* [PROBLEMA BREVE]
Extrae sin cambios el fragmento del texto sobre el cliente del bar que va entre "La anécdota que" y "no y seguí a lo mío.", ambos incluidos.

Anaideia

Un trabajo decimonónico

Hoy vengo a contaros una anécdota de tantas que he vivido en mi trepidante experiencia como camarera. Once años dan para mucho.

Antes de contarla debo contextualizaros y hablaros sobre el protagonista de la historia: Faustino (nombre inventado para preservar el anonimato o yo qué sé). Faustino es un cliente asiduo del bar donde trabajo. Lleva gafas, el pelo engominado y peinado hacia atrás y suele ir con traje de chaqueta o camisa. Suele beber cañas de Alhambra Especial o Gin Tonics de Bombay Saphire en vaso de sidra. El tipo trabaja de algo "importante" (no sé en qué, abogado o algo así, supongo), tiene dineros, es un facha empedernido y es conocido en algunos círculos de ricachos y mequetrefes de la ciudad.

Para que os hagáis una idea, mi primera interacción con este ser fue durante un evento que se celebraba en el bar, creo que era un concierto. El tipo se acercó a la barra y me dijo con una sonrisa tontorrona: "dile a tu jefe que ponga el aire acondicionado, que aquí huele a mitin de Podemos" y él solo se empezó a reírse ante tan inteligente ocurrencia salida de su boca. Le miré con los ojos un poco entornados, con los labios arqueados y con las fosas nasales abiertas, no le dije nada y seguí a lo mío. Como algunas personas ya sabréis, no simpatizo yo demasiado con Podemos, pero cuando este tipo de sandeces proceden de un facha-mierda, un tufillo a podrido se incrusta en mi nariz y ya es imposible quitárselo. No contento con haber hecho la broma una vez, volvió a hacerla dos o tres veces más con mis otras compañeras. Sí. Ahí fue cuando yo conocí a Faustino. Sus siguientes interacciones conmigo consistieron, siempre, en pedir sus consumiciones sin por favor, sin gracias, metiendo prisa, mirando por encima del hombro y con cara de haber chupado un limón.

La anécdota que vengo yo a contaros se remonta a un miércoles por la tarde de hace un año y algo. Ese día los Chamelos no jugaban al dominó y estaba siendo una tarde muy tranquila. Incluso me dio tiempo a tomarme mi café y a fumarme un piti en la puerta mirando la-calle-peatonal-de-siempre. Un hombre bajito y moreno que llevaba algo bajo el brazo entró en el local y se acercó a la barra. Con calma y educación me dijo que estaba esperando a un amigo y me preguntó si podía estar en la barra. ¿Dejarás de poder, alma de cántaro? Le ofrecí bebida, me dijo que no y seguí a lo mío.

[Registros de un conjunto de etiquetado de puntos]
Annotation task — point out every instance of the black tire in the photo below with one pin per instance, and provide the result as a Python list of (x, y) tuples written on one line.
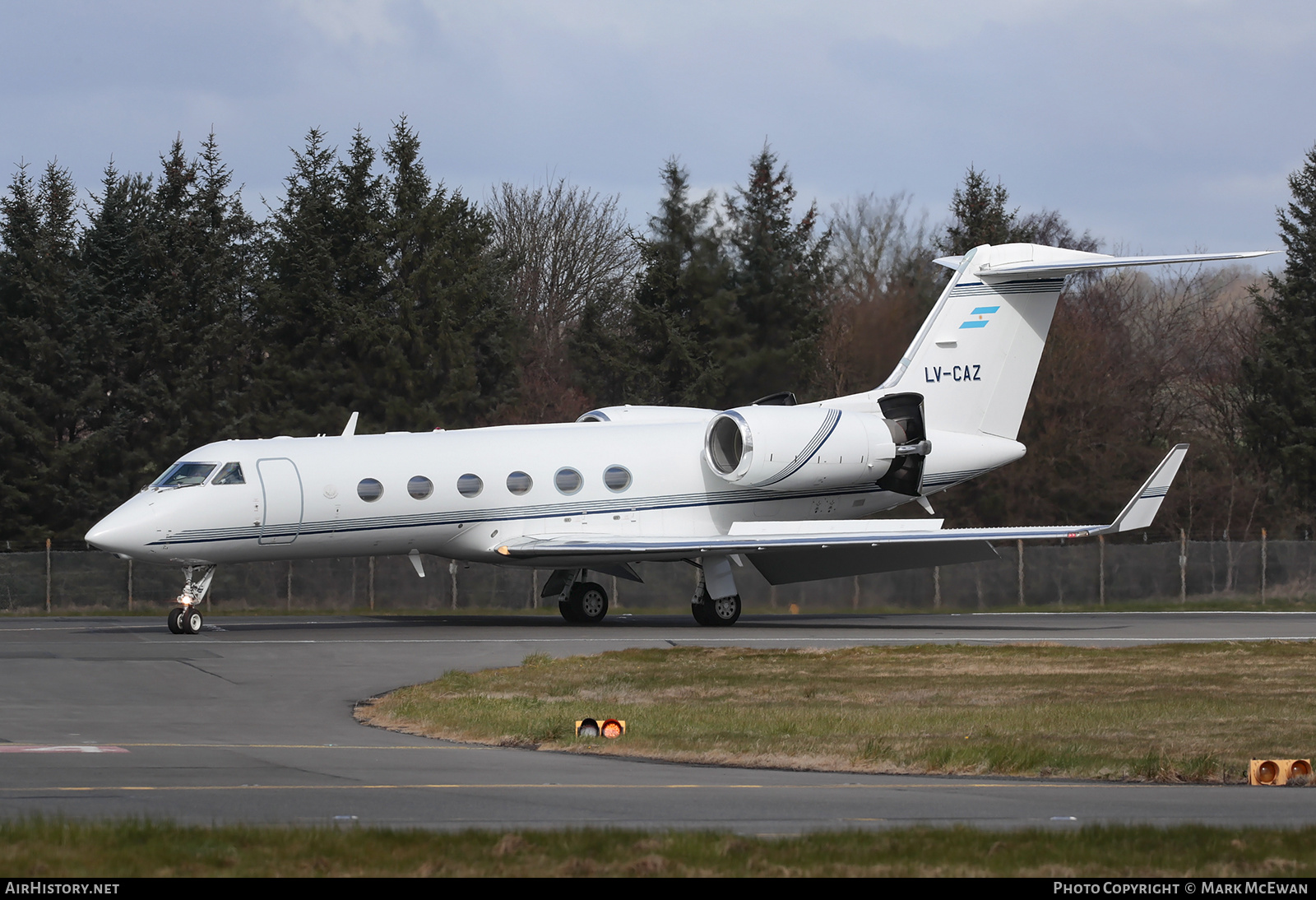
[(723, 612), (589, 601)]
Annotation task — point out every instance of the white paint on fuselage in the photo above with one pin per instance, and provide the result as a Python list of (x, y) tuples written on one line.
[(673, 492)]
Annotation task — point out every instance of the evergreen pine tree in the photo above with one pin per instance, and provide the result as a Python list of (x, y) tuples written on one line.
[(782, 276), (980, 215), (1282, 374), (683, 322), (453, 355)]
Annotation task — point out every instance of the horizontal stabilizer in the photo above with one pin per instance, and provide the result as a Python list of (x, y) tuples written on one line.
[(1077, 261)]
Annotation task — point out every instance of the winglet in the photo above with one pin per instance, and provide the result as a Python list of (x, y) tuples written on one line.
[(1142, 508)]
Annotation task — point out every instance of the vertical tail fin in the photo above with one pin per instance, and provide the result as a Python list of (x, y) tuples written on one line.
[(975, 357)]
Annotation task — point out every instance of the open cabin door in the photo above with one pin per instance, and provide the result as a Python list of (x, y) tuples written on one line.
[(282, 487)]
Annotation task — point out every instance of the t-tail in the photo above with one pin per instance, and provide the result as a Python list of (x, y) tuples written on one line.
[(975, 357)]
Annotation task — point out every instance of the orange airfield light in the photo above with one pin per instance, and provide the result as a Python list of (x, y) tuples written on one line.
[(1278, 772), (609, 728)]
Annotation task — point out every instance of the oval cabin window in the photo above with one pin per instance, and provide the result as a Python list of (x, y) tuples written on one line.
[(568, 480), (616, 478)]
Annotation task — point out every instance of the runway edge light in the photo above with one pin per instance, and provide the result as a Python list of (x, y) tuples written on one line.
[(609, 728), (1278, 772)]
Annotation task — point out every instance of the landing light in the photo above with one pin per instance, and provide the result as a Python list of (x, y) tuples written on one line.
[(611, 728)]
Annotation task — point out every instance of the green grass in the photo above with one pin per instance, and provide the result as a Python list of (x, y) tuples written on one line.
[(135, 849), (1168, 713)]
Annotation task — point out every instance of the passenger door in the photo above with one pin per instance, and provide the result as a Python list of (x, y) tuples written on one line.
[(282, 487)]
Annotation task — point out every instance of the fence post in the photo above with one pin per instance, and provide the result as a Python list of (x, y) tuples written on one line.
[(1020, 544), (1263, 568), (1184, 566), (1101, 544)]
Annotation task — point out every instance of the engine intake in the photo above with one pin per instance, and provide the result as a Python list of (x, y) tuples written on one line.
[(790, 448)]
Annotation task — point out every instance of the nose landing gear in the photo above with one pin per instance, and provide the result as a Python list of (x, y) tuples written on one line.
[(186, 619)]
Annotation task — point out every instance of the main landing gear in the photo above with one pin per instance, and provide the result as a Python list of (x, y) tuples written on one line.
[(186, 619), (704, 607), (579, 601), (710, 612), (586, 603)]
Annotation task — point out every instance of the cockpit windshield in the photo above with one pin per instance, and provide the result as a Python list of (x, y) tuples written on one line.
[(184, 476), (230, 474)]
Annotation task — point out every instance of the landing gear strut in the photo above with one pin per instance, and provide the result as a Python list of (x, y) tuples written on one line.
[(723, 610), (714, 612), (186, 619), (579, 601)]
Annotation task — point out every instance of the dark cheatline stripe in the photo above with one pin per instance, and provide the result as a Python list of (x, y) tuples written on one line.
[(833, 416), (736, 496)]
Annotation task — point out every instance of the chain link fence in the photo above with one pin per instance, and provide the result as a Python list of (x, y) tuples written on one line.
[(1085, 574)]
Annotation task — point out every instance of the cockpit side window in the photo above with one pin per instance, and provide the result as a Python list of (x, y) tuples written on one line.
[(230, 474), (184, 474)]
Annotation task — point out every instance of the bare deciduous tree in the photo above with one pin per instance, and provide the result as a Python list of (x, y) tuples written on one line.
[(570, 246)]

* [RESULTADO]
La anécdota que vengo yo a contaros se remonta a un miércoles por la tarde de hace un año y algo. Ese día los Chamelos no jugaban al dominó y estaba siendo una tarde muy tranquila. Incluso me dio tiempo a tomarme mi café y a fumarme un piti en la puerta mirando la-calle-peatonal-de-siempre. Un hombre bajito y moreno que llevaba algo bajo el brazo entró en el local y se acercó a la barra. Con calma y educación me dijo que estaba esperando a un amigo y me preguntó si podía estar en la barra. ¿Dejarás de poder, alma de cántaro? Le ofrecí bebida, me dijo que no y seguí a lo mío.